The Canadian Antiwar Movement,
1965-1971
This article appeared in the August 9, 1971, Labor
Challenge, just before the first national conference of the Vietnam
Mobilization Committee. The "Pentagon Papers" were secret U.S. government
documents about the in Vietnam that were published by the New York
Times and Washington Post.
Both of authors were members of the LSA/LSO who were
prominent leaders of the antiwar movement. "Carl Fleming": was the
pen-name of George Addison.
Seven Years of Struggle to End the War
by-Carl Fleming and Joe Young
One of the most important revelations in the Pentagon
Papers is the description of how the U.S. government’s escalation plans
were hampered at every turn by organized opposition to the war within the
United States and throughout the world. Using bombing halts, "peace
initiatives," negotiations in Paris and partial troop withdrawals,
Washington attempted to undercut the antiwar sentiment. But through the
independent actions of the antiwar movement, each new aggression was met
with massive opposition.
While very much a part of the international struggle to
end the war, the Canadian antiwar movement has a rich history of its own.
No simple copy of the U.S. movement, for example, it has gone through many
distinct upsurges, lulls, divisions and reunification’s, reflecting the
impact on Canada of events in Vietnam and around the world. Today antiwar
protest in this country has become a mass movement, but a review of the
issues which were posed in the course of the development of the movement
provides many instructive lessons for antiwar activists today.
In one form or another, all the debates within the
movement centered around the question of the right of the Vietnamese and
Indochinese peoples to self-determination.
The revolutionary socialists of the League for Socialist
Action/Ligue Socialiste Ouvrière, who have played a leading and initiating
role in the antiwar movement. maintain that self-determination for the
Vietnamese means that the U.S. has no right whatsoever to be in Vietnam.
Thus the central demand of the antiwar movement must be the immediate and
unconditional withdrawal of all U.S. troops. This withdrawal position was
opposed by the Communist Party and pacifist elements who advocated
"negotiations" to end the war. Their position clearly violated the
principle of self-determination, that only the Vietnamese have the right
to decide their own fate.
Those arguing for the withdrawal position also held that
the other main demand of the antiwar movement must be for an end to
the complicity of the Canadian government. The CP and pacifists
tended to advocate a Canadian peace-keeping role, or at a minimum a
neutralist stance by Ottawa — such positions undermined the very raison
d’être for an antiwar movement in this country, cutting across the
self-determination principle and fostering the illusion that Ottawa was
either neutral in the war or could be easily won to such a position.
────────────────────
### Tasks:
1. Translate this sentence from the article on the Canadian antiwar movement into French: "In one form or another, all the debates within the movement centered around the question of the right of the Vietnamese and Indochinese peoples to self-determination."
2. In the records, extract every line from the one containing "Exercise. Point to every instance of the cheetah front" through the end of the records, inclusive, reproducing each line precisely.
────────────────────
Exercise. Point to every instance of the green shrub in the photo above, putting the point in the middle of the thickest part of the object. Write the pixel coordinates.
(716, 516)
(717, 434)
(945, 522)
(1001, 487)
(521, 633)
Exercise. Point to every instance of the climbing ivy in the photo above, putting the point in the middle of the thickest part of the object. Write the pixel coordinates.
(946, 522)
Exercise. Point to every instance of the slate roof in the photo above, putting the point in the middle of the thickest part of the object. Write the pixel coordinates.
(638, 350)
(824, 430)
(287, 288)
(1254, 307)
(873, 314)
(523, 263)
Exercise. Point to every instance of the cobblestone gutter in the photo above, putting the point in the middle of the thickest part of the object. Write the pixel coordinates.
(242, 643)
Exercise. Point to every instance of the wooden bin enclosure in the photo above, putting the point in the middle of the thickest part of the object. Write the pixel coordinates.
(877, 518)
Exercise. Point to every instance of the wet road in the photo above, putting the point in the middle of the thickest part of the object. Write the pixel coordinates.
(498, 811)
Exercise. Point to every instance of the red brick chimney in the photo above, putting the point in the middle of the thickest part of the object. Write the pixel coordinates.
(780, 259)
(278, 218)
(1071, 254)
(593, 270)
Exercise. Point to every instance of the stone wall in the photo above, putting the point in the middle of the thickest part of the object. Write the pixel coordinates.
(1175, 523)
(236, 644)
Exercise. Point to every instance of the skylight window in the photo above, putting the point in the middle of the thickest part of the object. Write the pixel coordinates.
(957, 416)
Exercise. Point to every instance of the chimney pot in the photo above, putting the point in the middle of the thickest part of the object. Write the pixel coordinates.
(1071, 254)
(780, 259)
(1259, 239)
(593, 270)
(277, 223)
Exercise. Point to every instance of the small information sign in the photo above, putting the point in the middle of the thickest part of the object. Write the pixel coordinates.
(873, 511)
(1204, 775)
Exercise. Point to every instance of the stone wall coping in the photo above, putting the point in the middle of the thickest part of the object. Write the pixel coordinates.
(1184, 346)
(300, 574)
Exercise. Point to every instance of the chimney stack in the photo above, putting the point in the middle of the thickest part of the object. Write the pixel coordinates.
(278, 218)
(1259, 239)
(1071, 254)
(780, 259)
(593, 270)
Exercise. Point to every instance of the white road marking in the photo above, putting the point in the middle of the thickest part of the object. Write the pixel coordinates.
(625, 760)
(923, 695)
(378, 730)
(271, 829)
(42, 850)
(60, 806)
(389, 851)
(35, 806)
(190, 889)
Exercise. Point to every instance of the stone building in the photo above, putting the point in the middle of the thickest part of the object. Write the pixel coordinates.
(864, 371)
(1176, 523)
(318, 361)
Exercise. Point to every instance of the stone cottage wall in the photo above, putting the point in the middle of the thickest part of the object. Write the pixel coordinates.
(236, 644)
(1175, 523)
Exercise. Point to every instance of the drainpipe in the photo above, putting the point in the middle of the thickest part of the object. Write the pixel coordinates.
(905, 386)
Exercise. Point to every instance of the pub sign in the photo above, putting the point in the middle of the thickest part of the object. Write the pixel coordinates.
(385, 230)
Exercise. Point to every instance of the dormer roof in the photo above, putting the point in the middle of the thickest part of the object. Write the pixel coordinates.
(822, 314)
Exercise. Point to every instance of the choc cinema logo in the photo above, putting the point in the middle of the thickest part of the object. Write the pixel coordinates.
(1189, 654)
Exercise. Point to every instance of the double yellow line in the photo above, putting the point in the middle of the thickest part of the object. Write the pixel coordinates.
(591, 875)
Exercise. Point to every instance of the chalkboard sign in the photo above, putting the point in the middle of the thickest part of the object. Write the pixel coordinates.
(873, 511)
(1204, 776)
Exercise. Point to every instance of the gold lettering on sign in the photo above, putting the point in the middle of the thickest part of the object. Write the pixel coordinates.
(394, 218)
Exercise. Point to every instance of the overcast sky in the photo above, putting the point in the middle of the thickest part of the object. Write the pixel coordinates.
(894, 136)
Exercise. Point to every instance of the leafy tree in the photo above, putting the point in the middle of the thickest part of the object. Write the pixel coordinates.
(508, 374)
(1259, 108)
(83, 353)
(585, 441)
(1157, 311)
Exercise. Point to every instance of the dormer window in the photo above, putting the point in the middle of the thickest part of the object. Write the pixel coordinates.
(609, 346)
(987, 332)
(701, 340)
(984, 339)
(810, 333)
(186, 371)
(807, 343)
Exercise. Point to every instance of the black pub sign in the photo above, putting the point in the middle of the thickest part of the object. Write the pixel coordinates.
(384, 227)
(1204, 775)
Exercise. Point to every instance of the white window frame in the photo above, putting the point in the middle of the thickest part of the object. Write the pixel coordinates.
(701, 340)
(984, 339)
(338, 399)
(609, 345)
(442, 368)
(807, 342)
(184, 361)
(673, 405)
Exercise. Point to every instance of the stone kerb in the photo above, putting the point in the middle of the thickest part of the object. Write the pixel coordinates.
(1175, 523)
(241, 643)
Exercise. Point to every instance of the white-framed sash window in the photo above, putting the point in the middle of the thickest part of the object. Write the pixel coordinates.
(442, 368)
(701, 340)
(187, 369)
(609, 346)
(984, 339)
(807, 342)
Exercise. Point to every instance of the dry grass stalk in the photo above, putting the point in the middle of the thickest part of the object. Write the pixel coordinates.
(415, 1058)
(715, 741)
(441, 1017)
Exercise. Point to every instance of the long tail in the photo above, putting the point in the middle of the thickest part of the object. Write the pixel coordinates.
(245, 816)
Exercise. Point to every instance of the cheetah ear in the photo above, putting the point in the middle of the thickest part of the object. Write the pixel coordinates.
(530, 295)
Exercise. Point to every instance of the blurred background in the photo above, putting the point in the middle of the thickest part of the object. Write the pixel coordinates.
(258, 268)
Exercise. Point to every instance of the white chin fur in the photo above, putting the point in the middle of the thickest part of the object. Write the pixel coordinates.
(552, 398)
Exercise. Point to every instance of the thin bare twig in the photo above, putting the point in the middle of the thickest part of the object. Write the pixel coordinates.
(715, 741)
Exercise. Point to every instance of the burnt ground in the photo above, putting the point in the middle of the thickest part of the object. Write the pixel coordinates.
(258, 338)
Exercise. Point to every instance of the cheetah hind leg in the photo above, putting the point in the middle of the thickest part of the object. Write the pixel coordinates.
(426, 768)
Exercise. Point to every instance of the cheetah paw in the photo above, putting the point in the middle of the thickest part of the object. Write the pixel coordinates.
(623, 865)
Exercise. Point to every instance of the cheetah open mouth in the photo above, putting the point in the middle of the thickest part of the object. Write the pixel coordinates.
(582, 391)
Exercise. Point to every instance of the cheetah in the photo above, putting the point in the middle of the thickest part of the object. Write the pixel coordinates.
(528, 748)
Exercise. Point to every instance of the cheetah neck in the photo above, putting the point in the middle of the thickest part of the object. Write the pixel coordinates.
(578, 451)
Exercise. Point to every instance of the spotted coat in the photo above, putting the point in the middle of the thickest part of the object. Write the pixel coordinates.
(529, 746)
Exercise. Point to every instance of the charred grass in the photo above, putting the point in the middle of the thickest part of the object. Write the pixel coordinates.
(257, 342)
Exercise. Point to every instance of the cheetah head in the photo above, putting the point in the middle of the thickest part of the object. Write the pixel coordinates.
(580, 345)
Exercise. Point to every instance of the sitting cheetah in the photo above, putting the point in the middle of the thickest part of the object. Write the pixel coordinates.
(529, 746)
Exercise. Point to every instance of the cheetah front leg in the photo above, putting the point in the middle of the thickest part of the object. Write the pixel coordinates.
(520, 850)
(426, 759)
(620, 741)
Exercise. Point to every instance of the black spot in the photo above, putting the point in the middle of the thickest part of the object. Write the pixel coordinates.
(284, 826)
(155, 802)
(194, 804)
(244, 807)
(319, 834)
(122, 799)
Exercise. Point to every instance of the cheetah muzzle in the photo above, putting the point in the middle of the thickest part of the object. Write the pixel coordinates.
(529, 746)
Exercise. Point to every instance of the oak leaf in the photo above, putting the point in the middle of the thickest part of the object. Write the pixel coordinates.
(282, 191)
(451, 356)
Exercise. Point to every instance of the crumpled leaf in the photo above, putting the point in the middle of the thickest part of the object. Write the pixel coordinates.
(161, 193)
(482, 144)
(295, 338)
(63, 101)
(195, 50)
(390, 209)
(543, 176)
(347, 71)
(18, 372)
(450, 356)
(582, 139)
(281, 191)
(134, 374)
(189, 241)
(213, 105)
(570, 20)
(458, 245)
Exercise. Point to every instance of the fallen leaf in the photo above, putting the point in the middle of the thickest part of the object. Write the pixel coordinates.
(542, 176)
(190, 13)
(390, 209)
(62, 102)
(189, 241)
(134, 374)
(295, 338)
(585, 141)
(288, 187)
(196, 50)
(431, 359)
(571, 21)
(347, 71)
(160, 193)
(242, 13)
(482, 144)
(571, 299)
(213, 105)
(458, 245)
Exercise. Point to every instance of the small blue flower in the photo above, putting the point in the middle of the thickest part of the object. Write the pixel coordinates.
────────────────────
### Outputs in order:
1. Sous une forme ou une autre, tous les débats au sein du mouvement tournaient autour de la question du droit des peuples vietnamien et indochinois à l'autodétermination.

2.
Exercise. Point to every instance of the cheetah front leg in the photo above, putting the point in the middle of the thickest part of the object. Write the pixel coordinates.
(520, 850)
(426, 759)
(620, 741)
Exercise. Point to every instance of the black spot in the photo above, putting the point in the middle of the thickest part of the object. Write the pixel coordinates.
(284, 826)
(155, 802)
(194, 804)
(244, 807)
(319, 834)
(122, 799)
Exercise. Point to every instance of the cheetah muzzle in the photo above, putting the point in the middle of the thickest part of the object. Write the pixel coordinates.
(529, 746)
Exercise. Point to every instance of the oak leaf in the photo above, putting the point in the middle of the thickest part of the object. Write the pixel coordinates.
(282, 191)
(451, 356)
Exercise. Point to every instance of the crumpled leaf in the photo above, putting the point in the middle of the thickest part of the object. Write the pixel coordinates.
(161, 193)
(482, 144)
(295, 338)
(63, 101)
(195, 50)
(390, 209)
(543, 176)
(347, 71)
(18, 372)
(450, 356)
(582, 139)
(281, 191)
(134, 374)
(189, 241)
(213, 105)
(570, 20)
(458, 245)
Exercise. Point to every instance of the fallen leaf in the photo above, putting the point in the middle of the thickest part of the object. Write the pixel coordinates.
(542, 176)
(190, 13)
(390, 209)
(62, 102)
(189, 241)
(134, 374)
(295, 338)
(585, 141)
(288, 187)
(196, 50)
(431, 359)
(571, 21)
(347, 71)
(160, 193)
(242, 13)
(482, 144)
(571, 299)
(213, 105)
(458, 245)
Exercise. Point to every instance of the small blue flower in the photo above, putting the point in the middle of the thickest part of the object. Write the pixel coordinates.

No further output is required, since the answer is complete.